··· Dataset extract

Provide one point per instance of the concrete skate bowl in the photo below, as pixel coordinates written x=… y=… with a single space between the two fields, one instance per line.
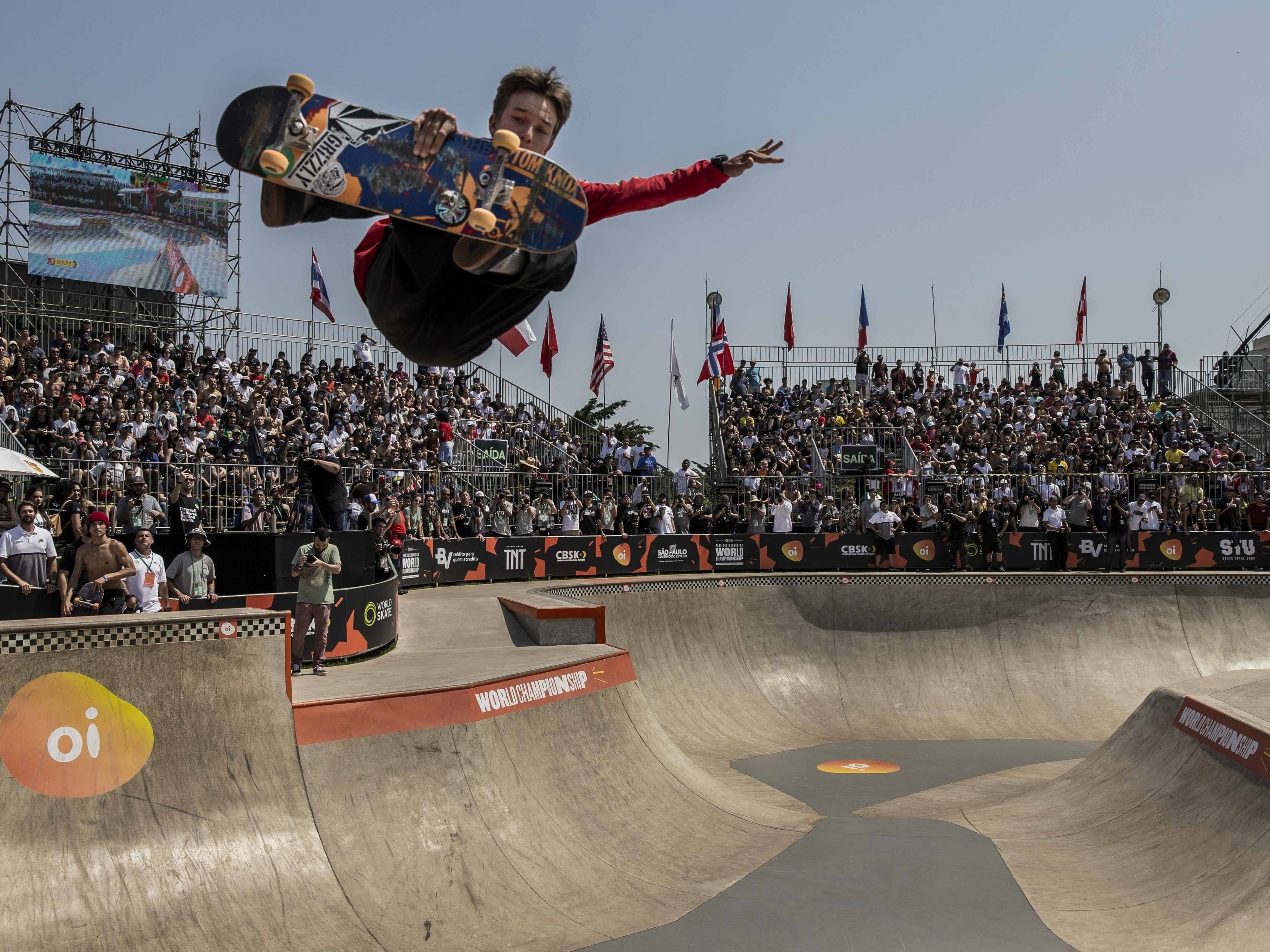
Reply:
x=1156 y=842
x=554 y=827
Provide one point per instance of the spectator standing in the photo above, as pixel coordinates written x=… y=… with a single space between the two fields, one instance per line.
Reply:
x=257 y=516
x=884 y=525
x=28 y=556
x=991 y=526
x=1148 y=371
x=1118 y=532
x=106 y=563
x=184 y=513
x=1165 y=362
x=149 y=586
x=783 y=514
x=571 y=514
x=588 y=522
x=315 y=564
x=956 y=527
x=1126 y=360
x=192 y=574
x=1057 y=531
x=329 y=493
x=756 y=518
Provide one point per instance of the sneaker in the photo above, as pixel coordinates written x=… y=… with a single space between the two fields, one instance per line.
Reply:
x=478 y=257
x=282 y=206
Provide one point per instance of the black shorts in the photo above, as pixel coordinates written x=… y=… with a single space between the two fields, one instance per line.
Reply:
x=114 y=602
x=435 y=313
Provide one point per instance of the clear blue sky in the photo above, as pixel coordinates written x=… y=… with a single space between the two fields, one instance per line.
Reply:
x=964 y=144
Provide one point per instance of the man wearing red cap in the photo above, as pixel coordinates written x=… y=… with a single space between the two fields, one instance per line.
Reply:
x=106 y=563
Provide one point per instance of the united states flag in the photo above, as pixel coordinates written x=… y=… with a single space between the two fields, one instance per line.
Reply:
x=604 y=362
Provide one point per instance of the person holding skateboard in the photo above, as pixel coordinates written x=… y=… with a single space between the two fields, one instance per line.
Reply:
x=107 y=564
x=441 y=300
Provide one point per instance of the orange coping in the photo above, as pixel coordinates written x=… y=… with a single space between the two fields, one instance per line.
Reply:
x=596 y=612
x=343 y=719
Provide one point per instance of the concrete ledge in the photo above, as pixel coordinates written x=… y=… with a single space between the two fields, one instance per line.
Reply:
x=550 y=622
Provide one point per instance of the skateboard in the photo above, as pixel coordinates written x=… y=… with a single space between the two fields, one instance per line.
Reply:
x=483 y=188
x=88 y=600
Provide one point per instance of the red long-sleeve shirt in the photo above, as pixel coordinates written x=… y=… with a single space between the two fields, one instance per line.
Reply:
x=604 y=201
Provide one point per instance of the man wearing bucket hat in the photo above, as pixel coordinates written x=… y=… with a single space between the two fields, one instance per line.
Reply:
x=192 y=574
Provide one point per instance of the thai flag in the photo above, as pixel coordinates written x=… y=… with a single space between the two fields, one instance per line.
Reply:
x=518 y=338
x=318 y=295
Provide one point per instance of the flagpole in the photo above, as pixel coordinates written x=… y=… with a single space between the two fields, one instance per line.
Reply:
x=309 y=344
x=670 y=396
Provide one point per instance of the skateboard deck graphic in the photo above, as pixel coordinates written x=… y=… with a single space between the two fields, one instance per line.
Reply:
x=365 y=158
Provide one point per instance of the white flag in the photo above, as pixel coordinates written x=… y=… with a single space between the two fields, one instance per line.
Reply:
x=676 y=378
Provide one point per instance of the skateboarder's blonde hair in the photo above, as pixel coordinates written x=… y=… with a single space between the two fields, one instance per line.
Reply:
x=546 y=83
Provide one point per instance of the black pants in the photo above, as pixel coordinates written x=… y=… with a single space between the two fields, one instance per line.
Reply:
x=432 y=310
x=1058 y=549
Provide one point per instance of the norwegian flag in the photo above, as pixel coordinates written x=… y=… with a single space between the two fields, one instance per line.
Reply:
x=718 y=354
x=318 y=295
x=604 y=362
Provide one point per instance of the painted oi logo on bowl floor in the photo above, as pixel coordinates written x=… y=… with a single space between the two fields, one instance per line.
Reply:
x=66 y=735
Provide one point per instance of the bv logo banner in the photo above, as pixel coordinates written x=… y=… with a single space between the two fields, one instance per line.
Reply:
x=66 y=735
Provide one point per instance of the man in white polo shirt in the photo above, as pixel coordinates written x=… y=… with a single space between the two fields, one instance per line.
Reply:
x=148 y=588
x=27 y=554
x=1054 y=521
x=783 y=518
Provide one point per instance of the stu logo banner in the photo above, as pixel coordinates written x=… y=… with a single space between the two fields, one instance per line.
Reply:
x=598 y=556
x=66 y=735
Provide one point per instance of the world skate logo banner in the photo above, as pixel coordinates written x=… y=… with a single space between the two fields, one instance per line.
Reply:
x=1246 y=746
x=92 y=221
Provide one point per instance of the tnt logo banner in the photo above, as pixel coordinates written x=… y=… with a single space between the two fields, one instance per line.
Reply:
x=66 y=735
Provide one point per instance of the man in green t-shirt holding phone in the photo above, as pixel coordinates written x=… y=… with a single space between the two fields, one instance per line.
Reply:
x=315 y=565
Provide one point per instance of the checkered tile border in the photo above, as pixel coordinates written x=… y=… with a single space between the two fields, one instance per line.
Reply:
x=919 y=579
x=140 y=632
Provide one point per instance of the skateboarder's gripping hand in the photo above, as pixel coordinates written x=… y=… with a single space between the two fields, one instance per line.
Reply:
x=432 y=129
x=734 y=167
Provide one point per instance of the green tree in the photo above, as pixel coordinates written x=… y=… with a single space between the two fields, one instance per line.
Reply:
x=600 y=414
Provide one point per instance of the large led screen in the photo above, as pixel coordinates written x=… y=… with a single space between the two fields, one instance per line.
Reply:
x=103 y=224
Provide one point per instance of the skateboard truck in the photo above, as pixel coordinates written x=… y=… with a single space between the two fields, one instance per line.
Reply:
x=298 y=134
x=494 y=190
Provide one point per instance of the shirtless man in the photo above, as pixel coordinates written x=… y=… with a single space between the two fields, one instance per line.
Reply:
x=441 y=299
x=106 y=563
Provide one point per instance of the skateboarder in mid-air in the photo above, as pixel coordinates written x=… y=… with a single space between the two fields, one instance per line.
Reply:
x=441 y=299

······
··· Dataset extract

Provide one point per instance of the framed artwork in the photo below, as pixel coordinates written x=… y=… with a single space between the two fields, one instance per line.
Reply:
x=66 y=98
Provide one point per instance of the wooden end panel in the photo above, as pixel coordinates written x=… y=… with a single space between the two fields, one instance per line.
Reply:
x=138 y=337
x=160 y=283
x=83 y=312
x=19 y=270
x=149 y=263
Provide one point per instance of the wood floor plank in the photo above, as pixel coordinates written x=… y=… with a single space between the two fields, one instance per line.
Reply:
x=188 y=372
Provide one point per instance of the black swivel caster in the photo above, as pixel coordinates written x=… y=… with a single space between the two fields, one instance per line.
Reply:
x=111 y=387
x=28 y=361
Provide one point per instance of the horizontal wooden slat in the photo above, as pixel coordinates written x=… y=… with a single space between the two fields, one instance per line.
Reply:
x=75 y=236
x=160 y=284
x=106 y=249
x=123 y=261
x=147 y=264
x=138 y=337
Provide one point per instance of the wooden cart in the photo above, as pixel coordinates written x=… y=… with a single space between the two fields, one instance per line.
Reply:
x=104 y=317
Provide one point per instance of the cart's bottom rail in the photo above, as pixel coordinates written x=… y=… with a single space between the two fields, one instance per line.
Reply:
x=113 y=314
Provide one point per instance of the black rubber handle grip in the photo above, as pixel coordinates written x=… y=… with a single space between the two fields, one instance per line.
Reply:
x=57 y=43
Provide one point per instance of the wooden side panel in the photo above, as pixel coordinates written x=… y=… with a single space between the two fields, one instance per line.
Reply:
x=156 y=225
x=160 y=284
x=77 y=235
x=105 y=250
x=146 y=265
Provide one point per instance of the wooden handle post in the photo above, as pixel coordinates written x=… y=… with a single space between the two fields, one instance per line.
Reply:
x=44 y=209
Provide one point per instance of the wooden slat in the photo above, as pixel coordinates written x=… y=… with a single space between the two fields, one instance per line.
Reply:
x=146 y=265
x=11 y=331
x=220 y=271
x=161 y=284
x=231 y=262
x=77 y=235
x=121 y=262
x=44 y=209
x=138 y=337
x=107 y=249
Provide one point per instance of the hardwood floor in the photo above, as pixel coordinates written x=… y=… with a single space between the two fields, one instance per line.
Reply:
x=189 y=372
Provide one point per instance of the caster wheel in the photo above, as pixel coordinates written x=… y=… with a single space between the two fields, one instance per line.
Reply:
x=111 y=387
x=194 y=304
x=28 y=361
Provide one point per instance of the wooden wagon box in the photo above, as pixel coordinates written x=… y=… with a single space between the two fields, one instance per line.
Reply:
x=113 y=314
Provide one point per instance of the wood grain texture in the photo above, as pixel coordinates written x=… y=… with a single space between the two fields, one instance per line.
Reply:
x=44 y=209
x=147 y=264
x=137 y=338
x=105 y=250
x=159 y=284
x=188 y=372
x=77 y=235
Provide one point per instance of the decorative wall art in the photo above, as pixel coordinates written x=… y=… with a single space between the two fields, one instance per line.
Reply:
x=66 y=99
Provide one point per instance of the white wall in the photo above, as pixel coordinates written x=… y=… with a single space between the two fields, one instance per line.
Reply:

······
··· Dataset extract

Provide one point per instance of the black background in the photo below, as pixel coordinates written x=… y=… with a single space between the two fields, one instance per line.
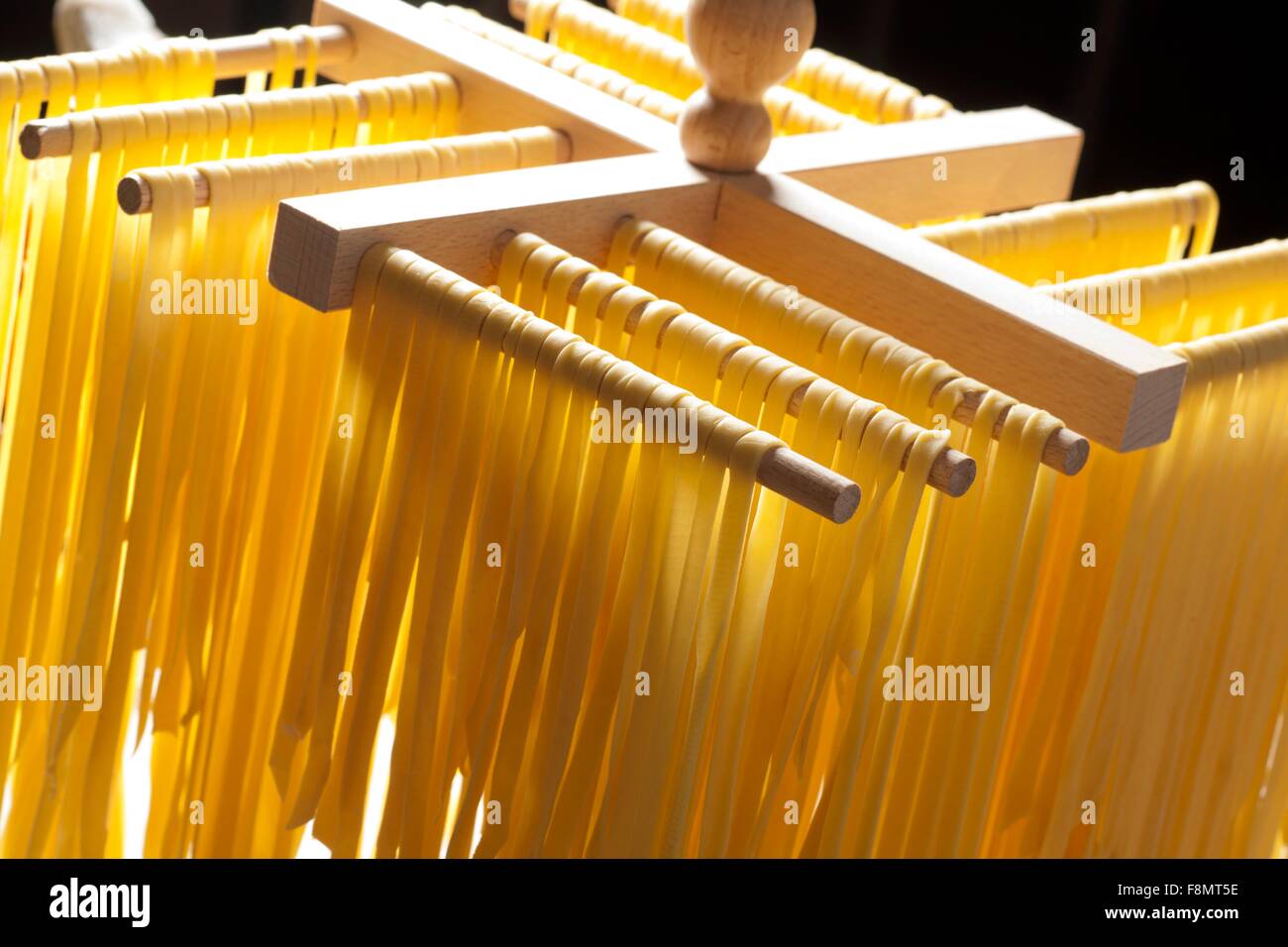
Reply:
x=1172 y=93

······

**Instructions to follow**
Return every line of the records that contains the word "holding", copying each one in full.

**Task output**
Provide one point per instance of the person holding skateboard in the photo above, as pixel coordinates written x=… y=… with a single space between the two fields, one instance per line.
Provide one point per instance of the man in green t-shirt holding phone in the photo above, as pixel coordinates written x=… y=… with a single space between the two fields, one instance per line.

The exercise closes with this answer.